* **Photo object pointing records**:

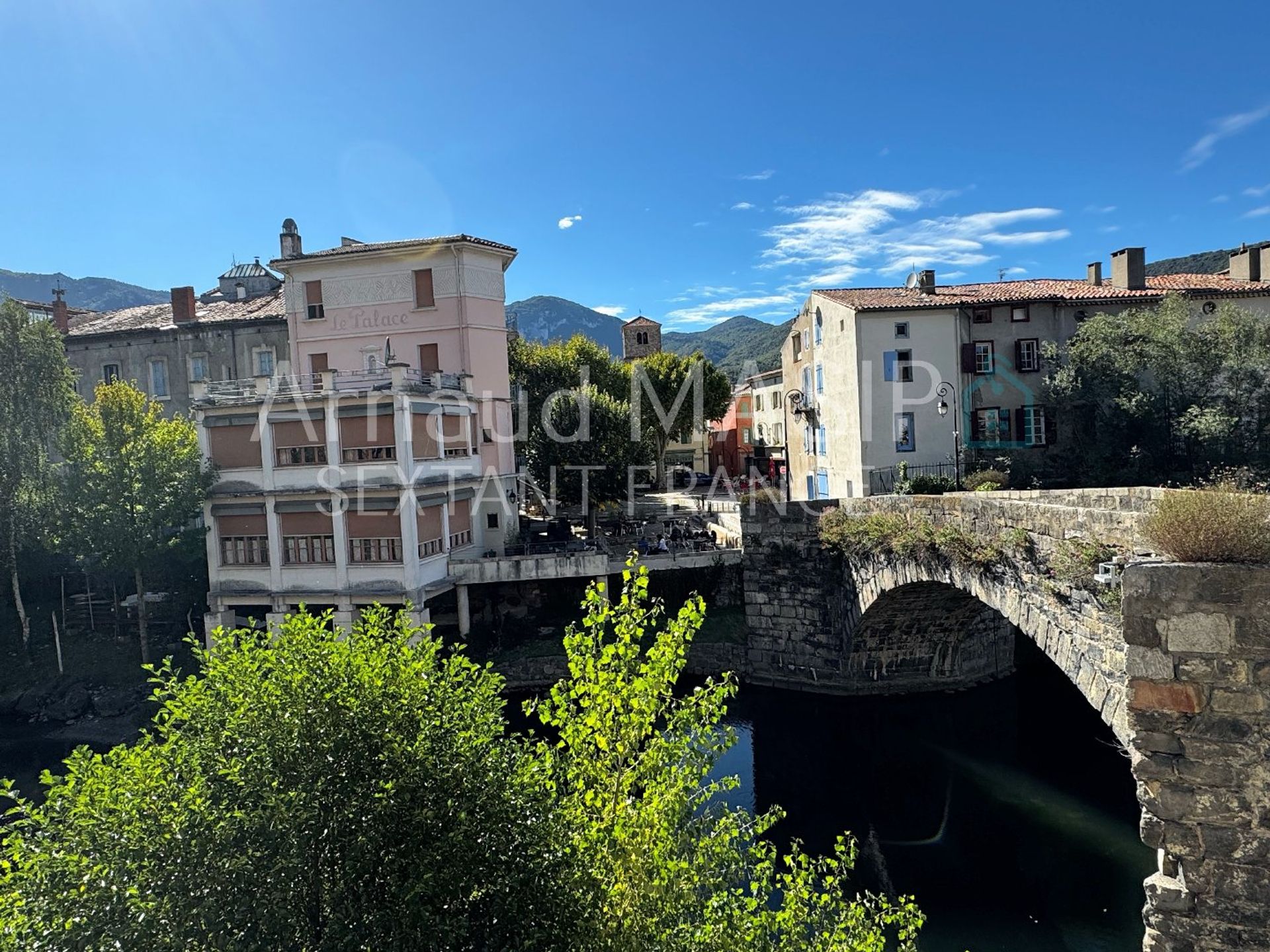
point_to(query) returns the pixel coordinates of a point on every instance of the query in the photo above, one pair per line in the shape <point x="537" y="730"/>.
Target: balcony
<point x="397" y="379"/>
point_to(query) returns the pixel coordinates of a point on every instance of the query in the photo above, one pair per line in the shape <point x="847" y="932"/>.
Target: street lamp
<point x="944" y="391"/>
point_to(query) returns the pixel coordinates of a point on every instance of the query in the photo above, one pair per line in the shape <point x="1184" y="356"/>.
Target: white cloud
<point x="832" y="240"/>
<point x="714" y="311"/>
<point x="1206" y="146"/>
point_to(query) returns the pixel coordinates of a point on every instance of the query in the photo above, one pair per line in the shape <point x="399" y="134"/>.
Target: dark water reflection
<point x="1006" y="809"/>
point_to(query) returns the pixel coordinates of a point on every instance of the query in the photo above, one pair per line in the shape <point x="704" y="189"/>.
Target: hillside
<point x="733" y="344"/>
<point x="1198" y="263"/>
<point x="93" y="294"/>
<point x="544" y="317"/>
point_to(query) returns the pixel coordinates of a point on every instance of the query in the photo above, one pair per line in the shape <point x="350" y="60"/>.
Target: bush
<point x="986" y="480"/>
<point x="1220" y="524"/>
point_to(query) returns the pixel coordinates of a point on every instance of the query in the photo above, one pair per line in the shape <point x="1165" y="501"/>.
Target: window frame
<point x="992" y="358"/>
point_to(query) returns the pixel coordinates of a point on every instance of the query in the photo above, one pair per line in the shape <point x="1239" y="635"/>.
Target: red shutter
<point x="968" y="358"/>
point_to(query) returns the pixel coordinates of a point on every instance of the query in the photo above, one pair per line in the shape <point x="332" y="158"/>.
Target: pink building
<point x="385" y="455"/>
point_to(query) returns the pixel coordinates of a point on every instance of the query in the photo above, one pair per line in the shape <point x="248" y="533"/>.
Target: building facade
<point x="167" y="349"/>
<point x="869" y="368"/>
<point x="359" y="480"/>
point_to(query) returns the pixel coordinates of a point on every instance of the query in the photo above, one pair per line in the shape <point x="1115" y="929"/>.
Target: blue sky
<point x="690" y="160"/>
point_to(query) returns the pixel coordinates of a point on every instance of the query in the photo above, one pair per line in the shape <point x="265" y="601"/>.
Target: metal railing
<point x="384" y="549"/>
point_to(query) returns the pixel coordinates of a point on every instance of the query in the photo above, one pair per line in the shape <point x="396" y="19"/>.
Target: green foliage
<point x="986" y="481"/>
<point x="37" y="391"/>
<point x="132" y="481"/>
<point x="305" y="793"/>
<point x="907" y="536"/>
<point x="318" y="791"/>
<point x="1213" y="524"/>
<point x="1154" y="395"/>
<point x="677" y="870"/>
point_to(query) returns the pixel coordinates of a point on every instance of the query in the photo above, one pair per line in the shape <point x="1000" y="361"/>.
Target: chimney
<point x="1246" y="264"/>
<point x="182" y="305"/>
<point x="1129" y="270"/>
<point x="290" y="239"/>
<point x="62" y="317"/>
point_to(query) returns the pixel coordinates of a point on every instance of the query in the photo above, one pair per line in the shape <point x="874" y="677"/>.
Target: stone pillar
<point x="465" y="619"/>
<point x="1198" y="660"/>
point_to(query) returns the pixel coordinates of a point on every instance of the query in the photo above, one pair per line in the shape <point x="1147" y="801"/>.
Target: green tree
<point x="1155" y="394"/>
<point x="632" y="767"/>
<point x="308" y="791"/>
<point x="675" y="397"/>
<point x="134" y="483"/>
<point x="37" y="391"/>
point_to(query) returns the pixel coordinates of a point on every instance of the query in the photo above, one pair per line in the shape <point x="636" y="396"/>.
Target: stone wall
<point x="1199" y="668"/>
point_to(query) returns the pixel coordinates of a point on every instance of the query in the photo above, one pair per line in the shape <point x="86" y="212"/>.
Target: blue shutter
<point x="888" y="366"/>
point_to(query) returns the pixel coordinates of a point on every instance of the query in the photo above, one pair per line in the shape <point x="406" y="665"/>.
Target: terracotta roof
<point x="150" y="317"/>
<point x="362" y="247"/>
<point x="1058" y="290"/>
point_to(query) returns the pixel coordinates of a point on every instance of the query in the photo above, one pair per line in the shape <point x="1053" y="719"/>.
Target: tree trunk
<point x="17" y="597"/>
<point x="143" y="634"/>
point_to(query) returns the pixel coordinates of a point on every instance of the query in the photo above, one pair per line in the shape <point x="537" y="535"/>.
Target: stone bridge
<point x="1176" y="662"/>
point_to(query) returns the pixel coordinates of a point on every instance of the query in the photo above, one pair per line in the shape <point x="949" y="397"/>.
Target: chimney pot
<point x="1129" y="270"/>
<point x="182" y="305"/>
<point x="1246" y="264"/>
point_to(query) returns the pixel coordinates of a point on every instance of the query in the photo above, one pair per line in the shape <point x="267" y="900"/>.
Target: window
<point x="313" y="301"/>
<point x="990" y="424"/>
<point x="1034" y="426"/>
<point x="158" y="379"/>
<point x="244" y="550"/>
<point x="1028" y="356"/>
<point x="905" y="366"/>
<point x="906" y="441"/>
<point x="984" y="357"/>
<point x="263" y="360"/>
<point x="423" y="296"/>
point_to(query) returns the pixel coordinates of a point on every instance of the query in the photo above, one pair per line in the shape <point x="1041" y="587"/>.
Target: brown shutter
<point x="968" y="358"/>
<point x="429" y="360"/>
<point x="423" y="296"/>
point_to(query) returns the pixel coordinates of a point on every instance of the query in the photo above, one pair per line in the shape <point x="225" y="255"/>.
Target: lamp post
<point x="944" y="391"/>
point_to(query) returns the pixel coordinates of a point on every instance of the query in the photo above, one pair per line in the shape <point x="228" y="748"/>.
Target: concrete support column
<point x="465" y="617"/>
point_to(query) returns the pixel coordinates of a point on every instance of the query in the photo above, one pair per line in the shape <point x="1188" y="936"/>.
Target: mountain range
<point x="93" y="294"/>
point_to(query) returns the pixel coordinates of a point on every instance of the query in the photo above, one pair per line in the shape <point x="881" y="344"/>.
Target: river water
<point x="1006" y="809"/>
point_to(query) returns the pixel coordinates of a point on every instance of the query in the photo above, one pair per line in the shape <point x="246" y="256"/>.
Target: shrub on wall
<point x="1216" y="524"/>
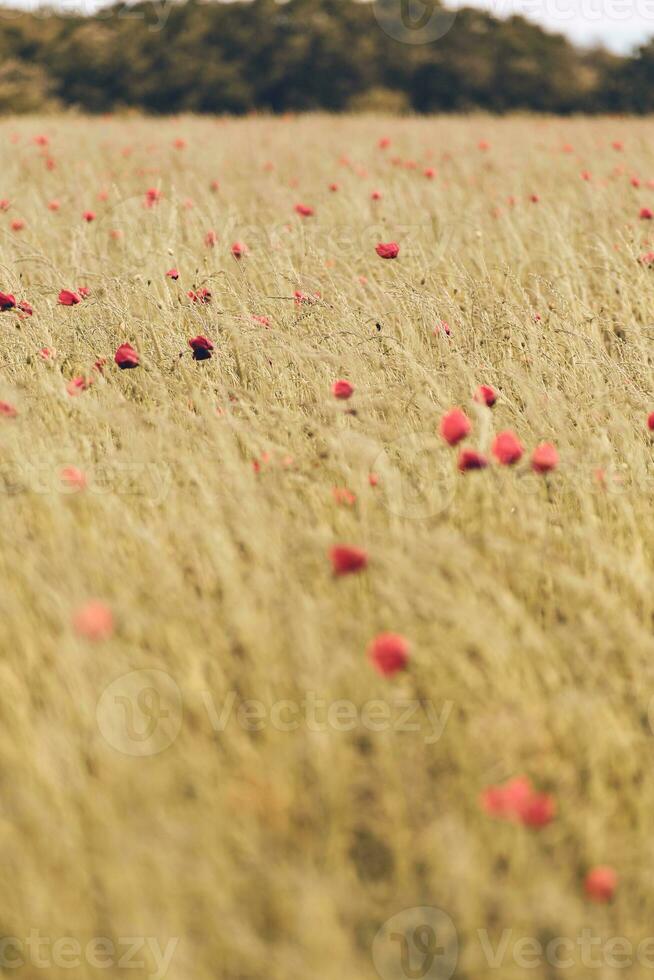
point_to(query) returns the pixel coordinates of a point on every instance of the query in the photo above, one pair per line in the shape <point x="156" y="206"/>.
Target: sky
<point x="620" y="25"/>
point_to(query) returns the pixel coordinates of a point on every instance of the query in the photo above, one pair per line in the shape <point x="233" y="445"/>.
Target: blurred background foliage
<point x="301" y="55"/>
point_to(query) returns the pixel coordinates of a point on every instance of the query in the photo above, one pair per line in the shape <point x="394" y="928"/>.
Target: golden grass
<point x="528" y="603"/>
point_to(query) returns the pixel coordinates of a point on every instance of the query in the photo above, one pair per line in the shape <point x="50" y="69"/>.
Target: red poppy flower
<point x="78" y="384"/>
<point x="544" y="458"/>
<point x="201" y="296"/>
<point x="342" y="389"/>
<point x="455" y="426"/>
<point x="94" y="621"/>
<point x="600" y="883"/>
<point x="517" y="801"/>
<point x="470" y="459"/>
<point x="387" y="250"/>
<point x="201" y="347"/>
<point x="507" y="448"/>
<point x="346" y="559"/>
<point x="485" y="395"/>
<point x="388" y="653"/>
<point x="126" y="357"/>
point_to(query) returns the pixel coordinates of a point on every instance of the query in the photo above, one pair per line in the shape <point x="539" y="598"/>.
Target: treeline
<point x="301" y="55"/>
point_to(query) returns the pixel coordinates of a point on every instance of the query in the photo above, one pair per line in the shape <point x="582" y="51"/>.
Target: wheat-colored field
<point x="196" y="749"/>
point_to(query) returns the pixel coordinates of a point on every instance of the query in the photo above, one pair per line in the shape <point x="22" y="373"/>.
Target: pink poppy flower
<point x="600" y="883"/>
<point x="455" y="426"/>
<point x="126" y="357"/>
<point x="507" y="448"/>
<point x="470" y="459"/>
<point x="342" y="389"/>
<point x="346" y="559"/>
<point x="94" y="620"/>
<point x="387" y="250"/>
<point x="388" y="653"/>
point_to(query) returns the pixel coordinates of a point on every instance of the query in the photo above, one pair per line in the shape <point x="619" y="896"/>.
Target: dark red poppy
<point x="388" y="653"/>
<point x="342" y="389"/>
<point x="126" y="357"/>
<point x="345" y="559"/>
<point x="470" y="459"/>
<point x="455" y="426"/>
<point x="485" y="395"/>
<point x="507" y="448"/>
<point x="201" y="347"/>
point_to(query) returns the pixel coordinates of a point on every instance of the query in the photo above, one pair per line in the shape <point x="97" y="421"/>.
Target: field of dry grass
<point x="206" y="760"/>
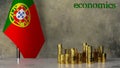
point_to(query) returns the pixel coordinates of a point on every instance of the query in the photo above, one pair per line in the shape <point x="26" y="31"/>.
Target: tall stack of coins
<point x="73" y="56"/>
<point x="60" y="49"/>
<point x="89" y="55"/>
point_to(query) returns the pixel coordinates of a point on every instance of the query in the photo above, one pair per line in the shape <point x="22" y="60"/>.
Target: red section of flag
<point x="29" y="39"/>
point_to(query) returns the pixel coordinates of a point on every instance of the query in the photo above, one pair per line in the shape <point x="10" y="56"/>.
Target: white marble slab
<point x="52" y="63"/>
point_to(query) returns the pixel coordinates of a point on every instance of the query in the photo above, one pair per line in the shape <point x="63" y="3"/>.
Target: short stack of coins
<point x="73" y="56"/>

* **Written task**:
From the records above, pull out each line that contains the string "foliage". Copy those lines as they appear, in their original order.

* **Reply**:
Target: green foliage
Target: blurred background foliage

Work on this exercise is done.